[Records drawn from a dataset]
_ _ _ _

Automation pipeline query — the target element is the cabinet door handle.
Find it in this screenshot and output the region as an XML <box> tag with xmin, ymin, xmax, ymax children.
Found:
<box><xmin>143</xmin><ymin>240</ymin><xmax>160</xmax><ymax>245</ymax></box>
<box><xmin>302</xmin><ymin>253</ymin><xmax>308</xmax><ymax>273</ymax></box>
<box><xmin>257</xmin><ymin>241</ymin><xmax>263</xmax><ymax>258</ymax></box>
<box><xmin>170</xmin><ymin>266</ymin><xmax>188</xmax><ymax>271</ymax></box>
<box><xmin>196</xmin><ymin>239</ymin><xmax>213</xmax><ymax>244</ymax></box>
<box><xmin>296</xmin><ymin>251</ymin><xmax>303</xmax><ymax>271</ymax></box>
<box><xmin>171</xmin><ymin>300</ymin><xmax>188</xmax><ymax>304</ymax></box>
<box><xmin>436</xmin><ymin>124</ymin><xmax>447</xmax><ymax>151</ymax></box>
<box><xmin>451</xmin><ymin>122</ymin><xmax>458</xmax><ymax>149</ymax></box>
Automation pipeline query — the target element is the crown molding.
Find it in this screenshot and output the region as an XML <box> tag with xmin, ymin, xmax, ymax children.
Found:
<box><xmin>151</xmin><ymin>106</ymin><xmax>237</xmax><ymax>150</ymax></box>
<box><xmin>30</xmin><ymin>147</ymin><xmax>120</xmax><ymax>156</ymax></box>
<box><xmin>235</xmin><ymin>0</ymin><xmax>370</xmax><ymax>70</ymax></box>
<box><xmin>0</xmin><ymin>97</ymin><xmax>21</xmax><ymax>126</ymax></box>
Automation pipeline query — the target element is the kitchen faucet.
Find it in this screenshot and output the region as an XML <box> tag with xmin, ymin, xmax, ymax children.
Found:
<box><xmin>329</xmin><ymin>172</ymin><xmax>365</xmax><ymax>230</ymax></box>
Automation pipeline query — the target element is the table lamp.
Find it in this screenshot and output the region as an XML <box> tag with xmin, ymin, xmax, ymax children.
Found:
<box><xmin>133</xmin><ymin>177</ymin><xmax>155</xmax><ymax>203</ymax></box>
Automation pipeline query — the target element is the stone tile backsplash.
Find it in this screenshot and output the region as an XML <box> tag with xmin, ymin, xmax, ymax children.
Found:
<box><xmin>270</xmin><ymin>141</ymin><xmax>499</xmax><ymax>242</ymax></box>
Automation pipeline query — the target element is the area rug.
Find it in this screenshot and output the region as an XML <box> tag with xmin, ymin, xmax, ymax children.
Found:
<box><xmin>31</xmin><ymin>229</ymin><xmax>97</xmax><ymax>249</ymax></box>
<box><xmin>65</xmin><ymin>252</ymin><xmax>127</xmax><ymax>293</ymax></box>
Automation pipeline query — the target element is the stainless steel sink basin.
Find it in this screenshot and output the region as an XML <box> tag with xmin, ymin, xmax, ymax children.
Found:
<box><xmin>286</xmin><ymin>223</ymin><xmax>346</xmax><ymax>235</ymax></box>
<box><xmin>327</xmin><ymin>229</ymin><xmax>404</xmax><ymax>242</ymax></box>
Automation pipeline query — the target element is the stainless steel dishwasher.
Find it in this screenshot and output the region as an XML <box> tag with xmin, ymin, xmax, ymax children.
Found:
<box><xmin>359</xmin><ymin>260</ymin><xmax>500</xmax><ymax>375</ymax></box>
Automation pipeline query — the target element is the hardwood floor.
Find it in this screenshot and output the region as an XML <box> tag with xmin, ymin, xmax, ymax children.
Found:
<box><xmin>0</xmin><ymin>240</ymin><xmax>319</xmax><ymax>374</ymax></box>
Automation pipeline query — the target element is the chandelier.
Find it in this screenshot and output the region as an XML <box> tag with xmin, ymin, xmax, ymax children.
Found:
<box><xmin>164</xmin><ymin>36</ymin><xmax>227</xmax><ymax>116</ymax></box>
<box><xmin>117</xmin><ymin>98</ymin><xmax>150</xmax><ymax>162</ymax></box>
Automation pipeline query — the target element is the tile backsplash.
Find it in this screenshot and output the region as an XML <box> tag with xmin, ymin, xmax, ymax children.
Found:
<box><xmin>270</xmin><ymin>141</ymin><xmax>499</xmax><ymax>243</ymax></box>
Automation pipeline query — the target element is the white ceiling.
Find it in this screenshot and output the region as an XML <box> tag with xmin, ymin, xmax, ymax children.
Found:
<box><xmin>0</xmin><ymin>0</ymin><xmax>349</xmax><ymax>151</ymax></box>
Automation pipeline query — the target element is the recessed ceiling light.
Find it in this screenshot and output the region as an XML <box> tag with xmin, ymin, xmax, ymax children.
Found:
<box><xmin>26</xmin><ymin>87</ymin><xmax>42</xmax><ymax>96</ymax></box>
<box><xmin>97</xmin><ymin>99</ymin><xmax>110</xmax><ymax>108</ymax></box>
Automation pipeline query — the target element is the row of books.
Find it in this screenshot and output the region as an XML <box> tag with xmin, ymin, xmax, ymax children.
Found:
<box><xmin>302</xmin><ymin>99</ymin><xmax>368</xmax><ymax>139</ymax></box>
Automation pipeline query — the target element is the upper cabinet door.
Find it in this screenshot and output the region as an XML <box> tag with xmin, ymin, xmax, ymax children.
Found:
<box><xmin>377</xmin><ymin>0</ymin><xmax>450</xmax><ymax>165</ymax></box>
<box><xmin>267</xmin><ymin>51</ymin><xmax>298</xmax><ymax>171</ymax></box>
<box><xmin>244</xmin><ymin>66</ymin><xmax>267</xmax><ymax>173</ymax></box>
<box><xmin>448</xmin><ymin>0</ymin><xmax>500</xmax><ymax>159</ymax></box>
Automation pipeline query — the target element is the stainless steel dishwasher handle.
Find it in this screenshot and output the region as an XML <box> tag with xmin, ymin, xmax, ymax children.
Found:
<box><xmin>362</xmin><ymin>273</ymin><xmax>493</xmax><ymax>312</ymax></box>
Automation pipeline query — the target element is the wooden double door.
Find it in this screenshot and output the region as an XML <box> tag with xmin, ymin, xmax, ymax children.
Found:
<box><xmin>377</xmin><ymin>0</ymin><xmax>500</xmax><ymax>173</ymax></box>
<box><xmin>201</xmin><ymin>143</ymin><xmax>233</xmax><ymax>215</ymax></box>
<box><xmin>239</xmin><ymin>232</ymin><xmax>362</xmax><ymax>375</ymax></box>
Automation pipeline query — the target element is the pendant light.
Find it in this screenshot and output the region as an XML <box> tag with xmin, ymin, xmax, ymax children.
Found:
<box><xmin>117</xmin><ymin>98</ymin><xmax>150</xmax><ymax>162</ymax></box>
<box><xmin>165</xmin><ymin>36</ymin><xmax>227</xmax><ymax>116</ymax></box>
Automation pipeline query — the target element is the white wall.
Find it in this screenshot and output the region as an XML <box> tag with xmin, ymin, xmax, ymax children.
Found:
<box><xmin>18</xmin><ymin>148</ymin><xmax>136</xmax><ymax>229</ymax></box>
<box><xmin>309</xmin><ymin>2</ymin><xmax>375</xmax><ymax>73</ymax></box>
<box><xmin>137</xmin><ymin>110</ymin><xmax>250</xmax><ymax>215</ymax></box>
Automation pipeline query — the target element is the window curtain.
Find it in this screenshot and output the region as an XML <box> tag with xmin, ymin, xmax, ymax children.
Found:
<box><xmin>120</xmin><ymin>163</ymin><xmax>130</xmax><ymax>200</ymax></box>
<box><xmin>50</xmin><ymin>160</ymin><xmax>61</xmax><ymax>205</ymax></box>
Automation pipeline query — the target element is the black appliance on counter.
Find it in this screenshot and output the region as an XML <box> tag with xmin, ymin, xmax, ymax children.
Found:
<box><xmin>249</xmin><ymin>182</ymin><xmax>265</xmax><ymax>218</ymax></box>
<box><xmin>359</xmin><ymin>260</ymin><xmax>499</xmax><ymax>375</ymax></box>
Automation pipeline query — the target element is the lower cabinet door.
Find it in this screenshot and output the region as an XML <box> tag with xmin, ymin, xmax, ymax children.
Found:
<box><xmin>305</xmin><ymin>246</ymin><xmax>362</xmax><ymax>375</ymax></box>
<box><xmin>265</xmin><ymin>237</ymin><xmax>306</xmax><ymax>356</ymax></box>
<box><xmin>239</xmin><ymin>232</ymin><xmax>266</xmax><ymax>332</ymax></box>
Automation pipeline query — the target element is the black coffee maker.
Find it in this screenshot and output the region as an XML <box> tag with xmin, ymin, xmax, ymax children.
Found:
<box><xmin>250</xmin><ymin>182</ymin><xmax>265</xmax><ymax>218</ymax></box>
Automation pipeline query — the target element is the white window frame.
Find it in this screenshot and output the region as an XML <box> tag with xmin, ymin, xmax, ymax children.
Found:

_ _ _ _

Your goal.
When the word "window" occurs in a line above, list that line.

Solution.
Automation pipeline query — the target element is the window curtain.
Automation pipeline query — the target element is the white window frame.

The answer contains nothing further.